LIST OF TASKS:
1 > In the text about visiting West Point, who can nominate someone to attend the academy?
2 > Reproduce the passage of the West Point text word for word, from "This ‘right stuff’" to "you can apply.".

TEXT:
— BEGIN —

During the fleeting moment when I saw myself as a military cadet, I remember reading about the Royal Military Academy at Sandhurst in England and the US Military Academy at West Point. I have always been fascinated by the tradition and service of these institutions and when I set about planning my trip to the US I was determined not only to visit West Point but to make the academy an important part of the research for my novel.
And so, I saddled up George W. and we headed off to upstate New York, to the town of Highland Falls and the US Military Academy at West Point.
When I arrived at ‘The Point’, I headed first for the visitor centre where I joined the scores of Chinese tourists who were waiting for a tour of the academy. You have to show your passport to get a tour ticket; after all, the base is a working military installation.
My interest in the academy, as part of my research, is focused on the day-to-day life of the cadets during the 1850s. And I was delighted to see that many of the rules that govern a cadet’s life at the academy have not changed since those days before the Civil War.
But before we get into that,first, let me tell you a little something about what it takes to become a cadet at this renowned college because, apart from the military aspect to life here, West Point is a college that awards its alumni with Bachelor of Science degrees at the end of their four years.
Firstly, you have to be nominated to attend West Point by either the President of the United States, a Senator or a member of Congress. That’s the easy part.
You have to have excellent academic results, be above physically fit and, this is the really important quality, have what the army deems to be the ‘right stuff’.
This ‘right stuff’ is undefinable to my mind. It seems to me that it’s a mixture of all of the above with a lot of qualities only the army seems to know. Anyway, if you consider yourself ready, qualified, and able, you can apply.

— END —

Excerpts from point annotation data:

— BEGIN —

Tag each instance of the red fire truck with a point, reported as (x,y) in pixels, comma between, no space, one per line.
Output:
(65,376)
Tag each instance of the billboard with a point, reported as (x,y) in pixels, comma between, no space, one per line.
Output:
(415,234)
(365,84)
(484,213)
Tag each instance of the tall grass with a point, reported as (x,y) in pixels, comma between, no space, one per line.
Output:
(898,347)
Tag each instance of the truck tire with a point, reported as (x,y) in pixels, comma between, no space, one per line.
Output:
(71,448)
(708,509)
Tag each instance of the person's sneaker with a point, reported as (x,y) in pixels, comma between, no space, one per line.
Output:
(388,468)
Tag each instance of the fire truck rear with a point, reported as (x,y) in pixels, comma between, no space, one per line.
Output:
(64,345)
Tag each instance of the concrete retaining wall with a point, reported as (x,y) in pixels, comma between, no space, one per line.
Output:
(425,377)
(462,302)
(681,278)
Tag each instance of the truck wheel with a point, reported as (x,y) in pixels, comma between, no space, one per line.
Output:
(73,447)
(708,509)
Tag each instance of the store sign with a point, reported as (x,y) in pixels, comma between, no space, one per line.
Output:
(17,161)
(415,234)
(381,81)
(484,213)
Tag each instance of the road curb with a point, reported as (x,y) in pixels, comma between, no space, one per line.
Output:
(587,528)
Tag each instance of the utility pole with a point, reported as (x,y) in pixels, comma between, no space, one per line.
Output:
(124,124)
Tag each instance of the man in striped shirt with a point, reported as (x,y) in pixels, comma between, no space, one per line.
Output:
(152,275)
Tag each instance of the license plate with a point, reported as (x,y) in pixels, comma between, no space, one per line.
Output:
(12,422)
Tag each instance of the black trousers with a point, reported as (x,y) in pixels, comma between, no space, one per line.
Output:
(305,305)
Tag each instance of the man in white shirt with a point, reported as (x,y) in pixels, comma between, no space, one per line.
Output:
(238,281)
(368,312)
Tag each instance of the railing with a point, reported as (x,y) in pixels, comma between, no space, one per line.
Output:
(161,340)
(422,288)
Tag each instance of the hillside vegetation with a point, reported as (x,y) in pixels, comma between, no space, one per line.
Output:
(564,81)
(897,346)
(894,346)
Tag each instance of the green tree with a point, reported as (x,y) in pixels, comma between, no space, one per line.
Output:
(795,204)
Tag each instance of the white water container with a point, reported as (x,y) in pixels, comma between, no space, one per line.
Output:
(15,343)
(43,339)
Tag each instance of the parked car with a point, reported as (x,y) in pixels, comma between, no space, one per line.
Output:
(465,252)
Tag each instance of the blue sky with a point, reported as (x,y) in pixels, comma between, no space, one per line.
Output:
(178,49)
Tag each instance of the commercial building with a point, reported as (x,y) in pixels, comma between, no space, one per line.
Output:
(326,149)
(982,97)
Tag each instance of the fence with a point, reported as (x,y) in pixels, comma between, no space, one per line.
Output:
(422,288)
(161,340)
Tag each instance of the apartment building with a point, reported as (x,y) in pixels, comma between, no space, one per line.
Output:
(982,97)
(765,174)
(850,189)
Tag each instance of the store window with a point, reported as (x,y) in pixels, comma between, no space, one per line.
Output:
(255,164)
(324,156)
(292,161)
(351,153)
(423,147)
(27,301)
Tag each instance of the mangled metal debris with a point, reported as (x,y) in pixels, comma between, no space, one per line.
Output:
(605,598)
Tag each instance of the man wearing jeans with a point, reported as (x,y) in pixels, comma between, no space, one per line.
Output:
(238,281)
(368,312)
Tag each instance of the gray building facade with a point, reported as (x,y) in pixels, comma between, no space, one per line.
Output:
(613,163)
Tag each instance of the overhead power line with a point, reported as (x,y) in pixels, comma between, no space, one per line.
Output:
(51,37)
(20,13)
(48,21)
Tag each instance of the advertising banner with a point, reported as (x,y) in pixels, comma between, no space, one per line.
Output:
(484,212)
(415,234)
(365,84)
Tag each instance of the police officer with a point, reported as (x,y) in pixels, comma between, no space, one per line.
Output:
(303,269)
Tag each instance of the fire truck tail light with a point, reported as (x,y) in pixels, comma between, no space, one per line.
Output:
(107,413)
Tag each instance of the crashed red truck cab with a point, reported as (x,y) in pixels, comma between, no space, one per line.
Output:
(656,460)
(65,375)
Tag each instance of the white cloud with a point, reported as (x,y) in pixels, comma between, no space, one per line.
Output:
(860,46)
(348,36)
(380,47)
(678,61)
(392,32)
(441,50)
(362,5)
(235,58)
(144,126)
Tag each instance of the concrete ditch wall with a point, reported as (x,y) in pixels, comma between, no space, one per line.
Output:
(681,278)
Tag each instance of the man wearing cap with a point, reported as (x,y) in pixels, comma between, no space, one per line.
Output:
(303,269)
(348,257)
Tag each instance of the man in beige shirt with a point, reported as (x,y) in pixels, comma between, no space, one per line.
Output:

— END —

ANSWER LIST:
1 > The President of the United States, a Senator or a member of Congress.

2 >
This ‘right stuff’ is undefinable to my mind. It seems to me that it’s a mixture of all of the above with a lot of qualities only the army seems to know. Anyway, if you consider yourself ready, qualified, and able, you can apply.